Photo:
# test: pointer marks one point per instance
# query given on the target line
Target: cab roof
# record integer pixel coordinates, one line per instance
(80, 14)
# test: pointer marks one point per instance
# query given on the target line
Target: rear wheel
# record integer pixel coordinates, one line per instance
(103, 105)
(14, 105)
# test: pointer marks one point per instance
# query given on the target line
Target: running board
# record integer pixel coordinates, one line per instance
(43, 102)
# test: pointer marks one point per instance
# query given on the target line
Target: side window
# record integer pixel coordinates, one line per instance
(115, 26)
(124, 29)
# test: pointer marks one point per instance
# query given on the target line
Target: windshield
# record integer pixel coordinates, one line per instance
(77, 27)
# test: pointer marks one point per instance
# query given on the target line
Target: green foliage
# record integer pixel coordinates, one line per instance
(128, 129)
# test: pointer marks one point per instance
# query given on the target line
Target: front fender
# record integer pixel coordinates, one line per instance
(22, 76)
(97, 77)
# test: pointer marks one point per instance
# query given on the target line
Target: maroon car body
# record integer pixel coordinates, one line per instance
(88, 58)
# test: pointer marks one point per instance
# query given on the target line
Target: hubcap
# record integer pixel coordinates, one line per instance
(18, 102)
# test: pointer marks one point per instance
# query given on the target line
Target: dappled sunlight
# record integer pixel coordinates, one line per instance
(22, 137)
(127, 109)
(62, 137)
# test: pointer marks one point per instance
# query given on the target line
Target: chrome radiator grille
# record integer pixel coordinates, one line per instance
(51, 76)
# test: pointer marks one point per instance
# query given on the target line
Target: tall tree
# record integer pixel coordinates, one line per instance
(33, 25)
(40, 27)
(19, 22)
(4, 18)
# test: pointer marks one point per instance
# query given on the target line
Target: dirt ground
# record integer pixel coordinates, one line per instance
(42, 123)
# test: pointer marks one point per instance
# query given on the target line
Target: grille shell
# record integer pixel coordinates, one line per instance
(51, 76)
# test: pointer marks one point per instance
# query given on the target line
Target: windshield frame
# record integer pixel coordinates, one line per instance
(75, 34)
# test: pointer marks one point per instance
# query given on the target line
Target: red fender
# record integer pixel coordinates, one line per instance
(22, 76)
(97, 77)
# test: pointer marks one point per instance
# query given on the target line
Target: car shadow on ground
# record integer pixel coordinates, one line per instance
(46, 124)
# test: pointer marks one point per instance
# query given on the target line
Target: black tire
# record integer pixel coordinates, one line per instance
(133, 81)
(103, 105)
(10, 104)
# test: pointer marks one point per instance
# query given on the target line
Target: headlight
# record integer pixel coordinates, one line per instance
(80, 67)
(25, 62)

● **EXERCISE DIRECTIONS**: Copy out every line of the data above, exactly as given.

● **OUTPUT**:
Photo:
# test: pointer marks one point per instance
# query given on the target line
Target: cab roof
# record integer pixel coordinates, one line per instance
(80, 14)
# test: pointer marks one point per instance
# query given on the target line
Target: rear wheel
# record integer pixel coordinates, one line per instance
(103, 105)
(14, 105)
# test: pointer marks one point per instance
# query given on the target line
Target: running board
# record integer pixel coordinates, one line per instance
(43, 102)
# test: pointer marks one point per instance
# query given on the target line
Target: side window
# record integer pixel coordinates, one line per instance
(115, 26)
(124, 29)
# test: pointer marks one point per instance
# query given on the target line
Target: windshield
# record integer pixel coordinates, one line per instance
(77, 27)
# test: pointer marks one point per instance
# query given on the target line
Target: green foliage
# record integer pixel coordinates, one line per instance
(128, 129)
# test: pointer marks one point per instance
# query given on the target line
Target: front fender
# record integer pixel coordinates, one line per instance
(22, 76)
(97, 77)
# test: pointer marks one point per instance
# query given on the target line
Target: maroon car body
# record integer pixel coordinates, one line per instance
(88, 58)
# test: pointer marks one point per instance
# query given on the target line
Target: hubcap
# record integer pixel coordinates, one line per instance
(18, 102)
# test: pointer marks one point per instance
# query given on the target line
Target: dappled sunlight
# record integer pixel coordinates, one line per instance
(22, 137)
(127, 109)
(62, 137)
# test: pointer marks one point per instance
# query given on the target line
Target: chrome radiator grille
# record integer pixel coordinates, one line per instance
(51, 76)
# test: pointer marks one point per instance
# query given on the target line
Target: tall tree
# record integer pixel coordinates, one line per instance
(33, 25)
(40, 27)
(19, 22)
(4, 18)
# test: pointer marks one point per instance
# query given on the target line
Target: dirt ground
# record integer pixel coordinates, one line per instance
(42, 123)
# test: pointer marks one point per instance
# query given on the target line
Target: grille shell
# record integer pixel coordinates, one line per instance
(51, 76)
# test: pointer marks one point per instance
# query given on the target line
Target: windshield frame
# record integer pixel coordinates, one line per instance
(75, 34)
# test: pointer marks one point per instance
# query given on the target line
Target: red fender
# record integer pixel coordinates, one line per instance
(22, 76)
(97, 77)
# test: pointer marks one point per instance
# query given on the target line
Target: car shadow on ground
# record integer pixel coordinates, one line per instance
(46, 124)
# test: pointer marks one point per instance
# query given on the target line
Target: black tire
# record integer pixel coordinates, one line per instance
(133, 81)
(103, 105)
(10, 104)
# test: pointer marks one point per instance
# query given on the target line
Target: headlight
# record integer pixel coordinates, one line per instance
(80, 67)
(25, 62)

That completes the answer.